SUPPLIED PASSAGE below:
Saint Thomas was a great promoter of the faith.  We understand that he was responsible for carrying Christianity all the way to India.  In a day when there was no car, train, or air travel.  What a hazardous and arduous journey that must have been.

Saint Thomas is the patron saint of India, Pakistan, and Sri Lanka.  He was a man who was capable of expressions of great courage.  When Jesus announced that they would return to Bethany just before Jesus would raise Lazarus from the dead, Thomas, knowing that they were going to where Jesus had many enemies, said, “Let us also go to die with him.”  Some of Saint Thomas’ relics can be found in the Santhome Cathedral Basilica in Chennai, Mylapore, India. 

Perhaps, though, Saint Thomas is most remembered positively for his exclamation at seeing the risen Lord.  “My Lord and my God.”  We hear this exclamation in today’s Gospel for his feast day.
End of SUPPLIED PASSAGE.
TO DO>
1/ In the passage about Saint Thomas, where can some of his relics be found?
2/ From the Saint Thomas passage, extract word for word the stretch from "Saint Thomas was" through "must have been.".
3/ Write a continuation of the Saint Thomas passage, starting right after its last sentence.
THE DATA below:
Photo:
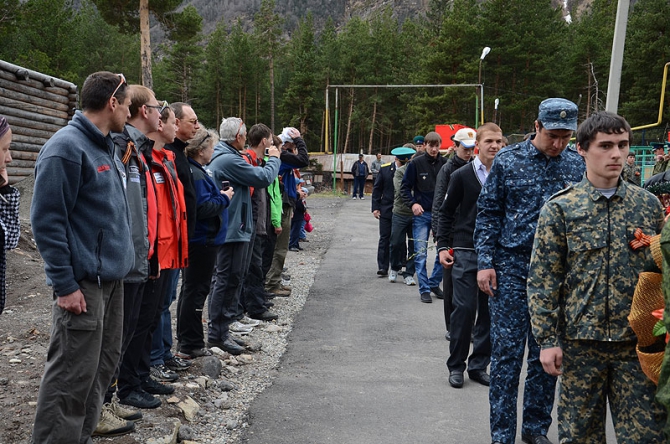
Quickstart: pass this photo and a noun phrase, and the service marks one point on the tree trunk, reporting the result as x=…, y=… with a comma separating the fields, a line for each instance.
x=272, y=93
x=372, y=126
x=351, y=111
x=145, y=45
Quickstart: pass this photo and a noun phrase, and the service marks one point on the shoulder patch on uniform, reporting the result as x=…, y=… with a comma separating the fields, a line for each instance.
x=562, y=192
End of THE DATA.
YOUR WRITTEN ANSWERS>
1/ In the Santhome Cathedral Basilica in Chennai, Mylapore, India.

2/
Saint Thomas was a great promoter of the faith.  We understand that he was responsible for carrying Christianity all the way to India.  In a day when there was no car, train, or air travel.  What a hazardous and arduous journey that must have been.

3/
This is an exclamation that many priests and faithful (including myself) say quietly to themselves at the consecration of the Eucharist.  It is an expression of faith from the heart.  It is a recognition of the awesomeness that we behold.  It is a recognition of the special and very Real Presence of Jesus Christ in the gift of the Eucharist that he left with us and with his Church. 

Have we had moments where we exclaimed in faith “My Lord and my God” as Saint Thomas did?  Do we feel that exclamation welling up inside us at Mass, especially at the consecration? 

Thursday of the Thirteenth Week in Ordinary Time

In today’s Gospel passage, Jesus crosses back over the Sea of Galilee from Gentile territory and enters “his own town” of Capernaum.  People bring him a paralytic on a stretcher.  Jesus first forgives the man’s sins.  But then, “that you may know that the Son of Man has authority on earth to forgive sins,” Jesus heals the man of his paralysis.

There is one message that can be drawn from this story that none of us likely want to hear.  That spiritual health is more important than physical health.  That reconciling the man with God through the forgiveness of his sins is more significant than restoring him to good physical health.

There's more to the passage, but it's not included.